# Text:
Disease is the great equalizer. For example, heart disease doesn’t care about your gender, race or economic status. But the science that informs medicine — medical research, including the diagnostics and treatment of disease — is unequal. Most medical research fails to account for how gender differences in diseases impact who remains healthy, who becomes ill, and how the illness is best treated.

The Revitalization Act of 1993, passed by Congress and signed into law by President Clinton, set the stage for major advances in women’s health. Yet, despite the expanded inclusion, disparities remain regarding women and minorities, including: a shortage of research on gender differences in disease and on health problems that disproportionately impact women; the insufficient inclusion of women and minorities in research and clinical trials; and the failure to report outcomes of research by sex.

In a report released this month, by Brigham and Women’s Hospital, on the future of women’s health, more transparency in research on drugs and medical devices was recommended, and suggested that clinical trials should carry a disclaimer if a study has not included enough female participants.

While women are now more routinely included in clinical trials and an entire field of women’s health has emerged beyond reproductive health, there are still enormous gaps in the scientific process as it relates to women. Basically, unless you study the populations that you’re treating, you really don’t know how that population is going to respond.

The latest statistics are disappointing:

  • Less than one-third of cardiovascular clinical trial participants are women, and only one-third of trials that include women report sex-specific outcomes. Yet, cardiovascular disease is the number one cause of death among U.S. women.
  • Less than 45 percent of animal studies on anxiety and depression use female animals, although depression is a leading cause of disease among women worldwide.

# Questions on the material:
1/ Answer these questions using the text on gender gaps in medical research, one line each:
(a) Which 1993 law set the stage for major advances in women's health, and which president signed it?
(b) Which hospital released the report on the future of women's health?
(c) What share of cardiovascular clinical trial participants are women?
2/ Translate this sentence from the text on gender gaps in medical research into Spanish: "Basically, unless you study the populations that you're treating, you really don't know how that population is going to respond."
3/ Continue the text on gender gaps in medical research from where it stops.

# Extracted data:
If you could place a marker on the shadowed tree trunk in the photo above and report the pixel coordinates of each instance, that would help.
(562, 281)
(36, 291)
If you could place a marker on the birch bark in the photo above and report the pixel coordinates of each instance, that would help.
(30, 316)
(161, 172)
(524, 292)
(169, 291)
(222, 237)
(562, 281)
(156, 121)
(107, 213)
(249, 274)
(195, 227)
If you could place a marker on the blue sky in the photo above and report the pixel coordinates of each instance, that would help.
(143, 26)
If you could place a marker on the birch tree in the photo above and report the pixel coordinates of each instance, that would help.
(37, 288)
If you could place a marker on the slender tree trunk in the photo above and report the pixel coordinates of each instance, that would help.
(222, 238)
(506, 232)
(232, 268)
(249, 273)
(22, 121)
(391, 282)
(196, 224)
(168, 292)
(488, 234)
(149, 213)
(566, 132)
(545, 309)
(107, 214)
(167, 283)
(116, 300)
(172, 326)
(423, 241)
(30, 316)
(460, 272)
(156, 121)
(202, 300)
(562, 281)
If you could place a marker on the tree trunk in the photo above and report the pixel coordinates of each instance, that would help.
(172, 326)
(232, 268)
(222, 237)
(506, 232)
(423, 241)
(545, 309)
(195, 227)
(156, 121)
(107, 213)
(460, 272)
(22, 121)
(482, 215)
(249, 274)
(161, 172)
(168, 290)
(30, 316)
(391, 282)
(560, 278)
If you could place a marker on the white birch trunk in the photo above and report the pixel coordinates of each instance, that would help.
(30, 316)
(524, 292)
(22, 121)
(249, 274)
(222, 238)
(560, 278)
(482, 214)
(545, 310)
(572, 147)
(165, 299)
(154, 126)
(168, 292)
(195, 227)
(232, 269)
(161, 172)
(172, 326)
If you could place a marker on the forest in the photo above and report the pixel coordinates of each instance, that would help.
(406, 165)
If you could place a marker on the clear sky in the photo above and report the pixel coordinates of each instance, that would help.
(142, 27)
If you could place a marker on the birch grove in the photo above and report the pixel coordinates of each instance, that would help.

# Answers below:
1/
(a) The Revitalization Act of 1993, signed by President Clinton.
(b) Brigham and Women's Hospital.
(c) Less than one-third.

2/ Básicamente, a menos que estudies las poblaciones que estás tratando, realmente no sabes cómo va a responder esa población.

3/
  • Lung cancer researchers often fail to include an analysis of data by sex or gender-specific factors, despite the fact that lung cancer behaves differently in nonsmoking women than in nonsmoking men. This disease kills more women each year than breast, ovarian and uterine cancers combined.
  • A woman’s overall lifetime risk of developing Alzheimer’s disease is almost twice that of a man, and it has been thought that this is simply because women live longer. However, hormones may play a role.

Twenty years later, it is alarmingly apparent that The Revitalization Act only began to solve a major shortfall in research.

Women are still not included in clinical research in numbers reflecting the pervasiveness and impact of disease in women. This means that current clinical practices, including treatment guidelines and medication dosages, are derived largely from research done on men. In spite of including both women and men in clinical research, 66 percent of studies including both sexes fail to analyze the data by sex, which could show a difference between men and women in the treatments or dosages needed to have the best results.

Even at the very early stages of scientific research — animal studies — sex is not considered. For example, the majority of studies using laboratory animals to study neuroscience pharmacology and physiology, where findings are more likely to translate to humans, only use male mice.

Women face safety concerns when it comes to prescription drugs. Eight of the ten drugs withdrawn from the market between 1997 and 2000 had higher risks for women compared with men. A lack of research focused on sex differences in disease and therapeutics may contribute to these differences.

Twenty years of experience since the Revitalization Act, along with major changes in science and technology, and our current knowledge of gaps in implementation, demand an examination of the legislation’s sphere of impact, a reexamination of its components, and the consideration of new strategies.